### Task requirements
1) Copy the part of the Stoicism notes that runs from "Everyone gets one" down to "hard at work.", keeping every word unchanged.
2) Render the lines of the entries as a numbered list, from the first line of the entries down to and including the line that contains "box: [2009, 587, 2117, 792]". Leave out any blank lines.

### Text passage
Stoicism – Philosophy on guidance on everything from living in the world to interacting with others
Lessons Marcus Aurelius learn from his family and friends ( Meditation – Book 1 ):
- Character and Self-Control
- Integrity nad manliness
- not to waste time on nonsense
- To hear unwelcomed truths
- To practise philosophy
- To read attentively
- Epictetus’s lectures
- To be the same in all circumstances – intense pain, loss of a child, chronic illness
- To see clearly, that a man can show both strength and flexibility
- Kindess
- To show intuitive sympathy for friends, tolerance to amateurs and sloppy thinkers
- To investigate and analyze, with understanding and logic
- Not to display anger or other emotions
- To be free of passion and yet full of love
- Not to be constantly correcting people
- Not to jump on them whenever they make an error of usage or a grammatical mistake or mispronounce something, but just answer their question
- To show your teachers ungrudging respect and your children unfeigned love
- To love my family, truth and justice
- To help others and be eager to share, not to be a pessimist, and never to doubt your friends affection for you
- Self-control nad resistance to distraction
- Optimism in adversity – especially illness
- Have personality in balance: dignity and grace together
- Doing your job without whining
- Generosity, charity, honestly
- Sense of humor
- Compassion
- Indifference to superficial honors
- Hard work
- Persistance
- Listening to anyone who could contribute to the public good
- Self-reliance and cheerfulness
- Willingness to take a responsibility and blame for both
Meditation – Book 2
When you wake up in the morning, tell yourself: The people I deal with today will be meddling, ungrateful, arrogant, dishonet, jealous and surly. The are like this because they can’t tell good from evil. – And so none of them can hurt me.
Concentrate every minute like a Roman – on doing what’s in front of you with precise and genuine seriousness, tenderly, willingly, with justice. And on freeing yourself from all other distractions. Yes, you can – if you do everything as if it were the last thing you were doing in your life, and stop being aimless, stop letting your emotions override what your mind tells you, stop being hypocritical, self-centered, irritable.
Everyone gets one life. Yours is almost used up, and instead of treating yourself with respect, you have untrusted your own happiness to the souls of others.
Stop letting yourself be pulled in all directions.. People who labor all their lives but have no purpose to direct every thought and impulse toward are wasting their time – even when hard at work.
You could leave life right now. Let that determine what you do and say and think.
Meditation – Book 3
Not just that every day more of our life is used up and less and less it is left, but this too: if we live longer, can we be sure our mind will still be up to understanding the world – to the contemplation that aims at divine and human knowledge ? If our mind starts to wander, we will still go on breathing, go on eating, imagining things, feeling urgues and so on. But getting the most out of ourselves, calculating where our duty lies, analyzing what we hear and see, deciding whether it’s time to call it quits – all the things you need a healthy mind for … all those are gone. So we need hurry. Not just because we move daily closer to death but also because our understanding – our grasp of the wolrd – may be gone before we get there.

### Source records
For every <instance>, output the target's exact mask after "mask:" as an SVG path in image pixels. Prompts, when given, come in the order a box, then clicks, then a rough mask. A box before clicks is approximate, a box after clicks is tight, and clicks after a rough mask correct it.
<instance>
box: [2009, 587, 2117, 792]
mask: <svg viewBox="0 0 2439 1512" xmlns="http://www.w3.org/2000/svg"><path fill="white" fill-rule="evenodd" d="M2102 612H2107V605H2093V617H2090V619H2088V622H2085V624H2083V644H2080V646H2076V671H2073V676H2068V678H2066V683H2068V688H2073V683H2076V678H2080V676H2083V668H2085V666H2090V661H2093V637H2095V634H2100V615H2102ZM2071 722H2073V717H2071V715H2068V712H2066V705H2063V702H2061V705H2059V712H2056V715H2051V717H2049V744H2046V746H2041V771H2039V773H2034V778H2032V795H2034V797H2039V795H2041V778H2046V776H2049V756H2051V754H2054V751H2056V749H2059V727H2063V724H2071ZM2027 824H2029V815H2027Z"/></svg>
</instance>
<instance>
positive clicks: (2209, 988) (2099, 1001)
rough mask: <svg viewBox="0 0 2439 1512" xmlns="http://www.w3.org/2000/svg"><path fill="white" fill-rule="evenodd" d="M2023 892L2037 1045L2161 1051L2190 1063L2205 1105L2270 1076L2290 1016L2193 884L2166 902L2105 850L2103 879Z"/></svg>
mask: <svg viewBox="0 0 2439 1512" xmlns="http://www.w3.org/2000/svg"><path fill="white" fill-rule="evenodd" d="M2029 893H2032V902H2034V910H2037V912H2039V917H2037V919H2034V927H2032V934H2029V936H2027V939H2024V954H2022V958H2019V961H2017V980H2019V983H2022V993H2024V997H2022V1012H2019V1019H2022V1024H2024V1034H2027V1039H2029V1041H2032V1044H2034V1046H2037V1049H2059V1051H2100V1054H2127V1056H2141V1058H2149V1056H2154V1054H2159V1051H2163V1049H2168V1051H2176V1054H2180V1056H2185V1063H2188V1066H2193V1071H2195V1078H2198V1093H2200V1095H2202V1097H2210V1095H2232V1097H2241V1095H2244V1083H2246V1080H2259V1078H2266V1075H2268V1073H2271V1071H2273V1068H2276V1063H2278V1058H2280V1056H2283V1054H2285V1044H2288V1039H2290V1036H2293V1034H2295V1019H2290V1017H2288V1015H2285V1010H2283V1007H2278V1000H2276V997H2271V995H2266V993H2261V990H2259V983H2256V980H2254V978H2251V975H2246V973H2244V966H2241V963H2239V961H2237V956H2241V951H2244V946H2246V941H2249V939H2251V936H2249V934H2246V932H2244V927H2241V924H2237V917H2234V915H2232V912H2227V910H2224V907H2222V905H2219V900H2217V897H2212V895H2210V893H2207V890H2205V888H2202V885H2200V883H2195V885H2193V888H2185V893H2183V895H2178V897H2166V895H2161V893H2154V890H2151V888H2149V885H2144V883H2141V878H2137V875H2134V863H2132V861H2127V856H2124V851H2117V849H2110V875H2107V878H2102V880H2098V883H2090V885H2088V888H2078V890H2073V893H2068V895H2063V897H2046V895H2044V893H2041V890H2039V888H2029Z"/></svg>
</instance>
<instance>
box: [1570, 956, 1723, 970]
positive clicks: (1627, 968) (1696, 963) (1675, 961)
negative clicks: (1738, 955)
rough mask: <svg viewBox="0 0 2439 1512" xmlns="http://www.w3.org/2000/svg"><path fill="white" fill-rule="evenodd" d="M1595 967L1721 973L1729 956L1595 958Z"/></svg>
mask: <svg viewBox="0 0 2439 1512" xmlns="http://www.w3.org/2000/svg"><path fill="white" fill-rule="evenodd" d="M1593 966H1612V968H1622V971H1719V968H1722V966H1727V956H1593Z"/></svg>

### Answers to the problems
1)
Everyone gets one life. Yours is almost used up, and instead of treating yourself with respect, you have untrusted your own happiness to the souls of others.
Stop letting yourself be pulled in all directions.. People who labor all their lives but have no purpose to direct every thought and impulse toward are wasting their time – even when hard at work.

2)
1. For every <instance>, output the target's exact mask after "mask:" as an SVG path in image pixels. Prompts, when given, come in the order a box, then clicks, then a rough mask. A box before clicks is approximate, a box after clicks is tight, and clicks after a rough mask correct it.
2. <instance>
3. box: [2009, 587, 2117, 792]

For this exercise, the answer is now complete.